STATED EXERCISE:
Return the material word for word. Do not include pictures.

(Saved entries)
>> begin
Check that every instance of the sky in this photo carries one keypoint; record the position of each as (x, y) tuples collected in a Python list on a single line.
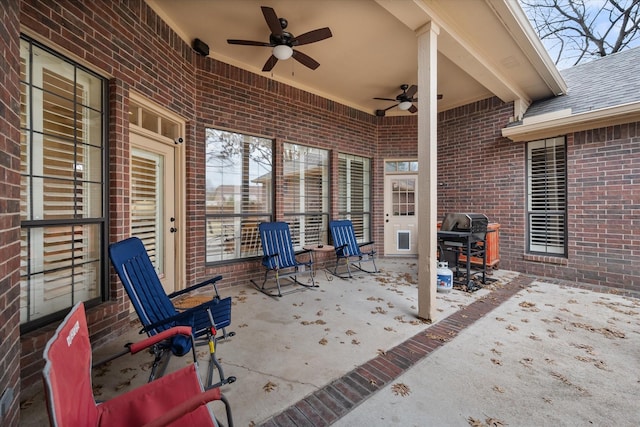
[(600, 25)]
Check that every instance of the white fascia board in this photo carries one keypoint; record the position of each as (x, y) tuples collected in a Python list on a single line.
[(538, 129)]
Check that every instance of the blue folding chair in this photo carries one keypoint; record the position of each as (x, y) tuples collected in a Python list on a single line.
[(348, 250), (158, 313), (280, 259)]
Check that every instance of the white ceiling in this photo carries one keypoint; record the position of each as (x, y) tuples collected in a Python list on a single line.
[(484, 49)]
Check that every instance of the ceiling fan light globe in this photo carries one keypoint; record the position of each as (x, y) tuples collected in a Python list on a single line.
[(282, 52), (405, 105)]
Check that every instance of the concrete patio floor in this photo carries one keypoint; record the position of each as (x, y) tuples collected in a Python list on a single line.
[(520, 351)]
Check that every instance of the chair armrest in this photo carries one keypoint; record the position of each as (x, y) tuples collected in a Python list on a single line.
[(155, 339), (133, 348), (181, 315), (185, 407), (211, 281)]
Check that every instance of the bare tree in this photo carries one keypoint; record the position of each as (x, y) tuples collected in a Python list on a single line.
[(573, 31)]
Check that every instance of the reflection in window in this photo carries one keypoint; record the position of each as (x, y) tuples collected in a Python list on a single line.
[(354, 194), (239, 193), (305, 192), (62, 208), (400, 166)]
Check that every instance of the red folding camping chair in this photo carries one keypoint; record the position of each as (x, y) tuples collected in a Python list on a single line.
[(177, 399)]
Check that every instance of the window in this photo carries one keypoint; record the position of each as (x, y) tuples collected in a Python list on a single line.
[(546, 196), (62, 197), (239, 193), (354, 193), (305, 192)]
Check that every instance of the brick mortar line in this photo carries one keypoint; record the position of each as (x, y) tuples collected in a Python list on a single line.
[(449, 328)]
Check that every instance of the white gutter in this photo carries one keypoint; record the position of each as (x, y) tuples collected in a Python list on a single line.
[(533, 129)]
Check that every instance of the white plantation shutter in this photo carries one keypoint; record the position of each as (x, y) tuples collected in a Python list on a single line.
[(305, 193), (239, 193), (546, 182), (145, 202), (354, 203), (61, 184)]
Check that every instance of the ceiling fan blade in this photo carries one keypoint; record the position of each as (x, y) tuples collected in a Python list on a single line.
[(247, 42), (412, 91), (305, 60), (312, 36), (272, 20), (271, 62)]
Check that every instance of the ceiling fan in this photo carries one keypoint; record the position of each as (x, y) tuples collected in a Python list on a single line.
[(405, 101), (283, 41)]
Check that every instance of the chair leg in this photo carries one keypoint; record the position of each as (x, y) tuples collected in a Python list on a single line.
[(161, 360)]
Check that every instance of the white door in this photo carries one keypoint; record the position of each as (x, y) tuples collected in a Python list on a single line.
[(153, 204), (401, 214)]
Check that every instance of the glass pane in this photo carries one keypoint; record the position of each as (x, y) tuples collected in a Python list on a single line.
[(169, 129), (546, 183), (89, 90), (239, 193), (90, 129), (231, 238), (59, 266), (306, 179), (308, 229)]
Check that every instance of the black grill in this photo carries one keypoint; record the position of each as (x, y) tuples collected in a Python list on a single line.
[(463, 234), (467, 222)]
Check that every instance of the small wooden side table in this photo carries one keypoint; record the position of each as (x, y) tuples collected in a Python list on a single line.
[(317, 249)]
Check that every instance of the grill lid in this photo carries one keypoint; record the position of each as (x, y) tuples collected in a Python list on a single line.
[(473, 222)]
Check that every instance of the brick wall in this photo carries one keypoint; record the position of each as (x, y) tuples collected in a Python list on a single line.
[(9, 209), (234, 99), (480, 171), (129, 43)]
>> end
ANSWER TO THIS PROBLEM:
Check that every instance of the sky in this photo carries one keypoint; record the position of each as (x, y) tuples collected in a Python list on a single line.
[(600, 25)]
Check that every instance of the white fascia board in this photo carries one keypoint; record the position of each as (x, y) tuples collected in a Python list on a single line.
[(538, 129)]
Check that every instance of the blue folding chair in this photo carries one keypoint; record the position of each as (x, y) tuples collected in a Python list on a single line.
[(348, 250), (158, 313), (280, 259)]
Check that every instance of the white ceiling in this photo carries one keypoint; record the position of each as (x, y) tuples collected in a Python list on a single line.
[(484, 49)]
Check that every instance of the ceiling fan light globe in this photo carries one keypoint; record the position of each as (x, y) tuples collected in a Python list on a single line.
[(282, 52), (405, 105)]
Check that every instance of the concrete patio floor in this photo carries one keypoint; record the position of each as (x, y) tuples collected in a Python list on a single line.
[(520, 351)]
Check that every instance of the chair armrest in this photo carries one keypoint; record the position of each as (x, y) tuples collected in a Python list on a single line.
[(155, 339), (133, 348), (181, 315), (185, 407), (211, 281)]
Check that every instance of the bare tree in this photo carries one keypoint; record the position of each as (x, y) tuples collected in a Python list on a single line.
[(573, 31)]
Check that every instance of the reflection in window in this photo carries one keypoint; record the position of each as (x, y) tuples collected in a Python list on a single line.
[(354, 194), (239, 193), (305, 192), (62, 208), (400, 166)]
Check that every instance of the red folding camping chair in this photo carries one keypoint; record the position of each as (x, y) tuples collected in a Python list on a single line.
[(177, 399)]
Check that every instance of the window in this photo carries one keypoint; record the position of each as (x, y) tuples collected in a Python list on a single line.
[(546, 196), (62, 197), (239, 193), (354, 193), (305, 192)]
Check that every instance of the brick mortar line in this photo carries one keypoint; record the position of each as (x, y) tuples collected in a Python list on a single line.
[(449, 328)]
Check that every instance of the white gutter in this photo carries one keypoint; record the position of each as (x, y) tuples collected in a Python list on a single line.
[(533, 129)]
Check that every instance of the white plantation shutter in this photo carries one keypoint; record the position of each as (x, y) tuples collected in a Python list on a single line.
[(305, 193), (239, 193), (546, 182), (145, 202), (354, 203), (61, 184)]
Check that every instance of the ceiling fan blade in this photo carries one keypoint; record the position of each as (x, y) tuples collected in a Python list on a single line.
[(247, 42), (412, 91), (305, 60), (312, 36), (272, 20), (271, 62)]
Check that every instance of the ceiling fan in this photo carries one keypoint; record the position of each as (x, y) tuples collected in a Python list on a single line.
[(405, 101), (283, 41)]
Check that every instance of the chair leg in this photo carries one keypoint; record the position of each as (x, y) tuples collected in a Python list on a single line.
[(161, 360)]
Check that every instance of the white door in this photo carries one keypoint; record the position of each as (x, y) tuples collected in a Python list on a single line.
[(153, 204), (401, 214)]
Check that every instance of the glass pane in this photo carries one keypoint; record the position of each as (x, y) tuples collected in a Python list on a single line.
[(169, 129), (546, 183), (89, 90), (239, 193), (90, 129), (231, 238), (59, 266), (306, 179), (308, 229)]
Check that every instance of the black grill in this photo carries one keypoint; record the position of each as (x, y) tuples collected in a Python list on a single line.
[(463, 234), (467, 222)]
Check that every instance of the small wooden side table in this photo carries one keypoint; record the position of each as (x, y) tuples collected in a Python list on a single line.
[(317, 249)]
Check that every instance of the grill lid in this photo carries one keypoint; record the position of each as (x, y) tuples collected in a Python list on a single line.
[(473, 222)]
Check that every instance of the brick wall in this photo carries one keypoint; record the position of each as (x, y) tuples collected in a Python list on a single line.
[(9, 209), (234, 99), (480, 171), (129, 43)]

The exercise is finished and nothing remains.